* [EXTRACT]:

Thank you 744. This has been my focus from the start. It wasn't an attack on Alaska, it's an excellent company. We've already found several other companies with far harsher "standards".

Understanding what the rules are before hiring is one thing. I'm tending to side with the corporations on that one. But changing the rules under social "mother hen" pressures AFTER someone is hired is wrong. Like your bro... motorcycles might be an important part of his life. He puts 20 years of loyalty and sweat into his company, only to have his motorcycle taken away from him (or else) like mommy taking my Schwinn away because I was a bad boy.

For the record: I do not smoke. I support smoke-free environments at work, and acknowledge that second-hand smoke is a major irritant. But TERMINATION for firing up a Cohiba? Uhhh, no.

Substitute for a moment your less-than-healthy substance/activity, and I'd be surprised if you don't feel a bit of outrage.
 
Koot said:
I wish they'd just outlaw smoking already. All I can say is thank god for lung cancer and lets hope they never find a cure.

Lovely statement Koot! Wow, a real zinger.

A significant percentage of lung cancer is specifically caused by Radon gas. I genuinely hope you live in a Radon state, and it's leaching into your house as you surf FI. When you get lung cancer, you can reflect upon your post here.
 
Political correctness; Market Economies and The Real World

Wow.

I've been ignoring this thread until now. But it's actually pretty interesting to me.

Not that anyone asked, but here's the way I see it (as a lifelong non-smoker):

Right now, smoking is politically incorrect.

And right now, in the labor market, it's a buyer's market (the employers are the buyers; the workers are the sellers).

The combination of those two forces doesn't bode well for the personal rights crowd (of which I consider myself a member).

I'm for maximum personal freedom, however, given the dynamics of modern living I just don't think this fight will ever be fought.

There are less and less smokers every year.
And that's just a fact. We gotta pick our fights and there are more important issues that need to be addressed.

* [COLLECTED DATA]:
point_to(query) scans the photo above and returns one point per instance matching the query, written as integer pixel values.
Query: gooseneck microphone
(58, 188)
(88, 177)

* [EXERCISE PROMPT]:
Copy word for word the part of the forum thread on smoking starting with "The combination of" and going on through "ever be fought.".

* [RESPONSE BELOW]:
The combination of those two forces doesn't bode well for the personal rights crowd (of which I consider myself a member).

I'm for maximum personal freedom, however, given the dynamics of modern living I just don't think this fight will ever be fought.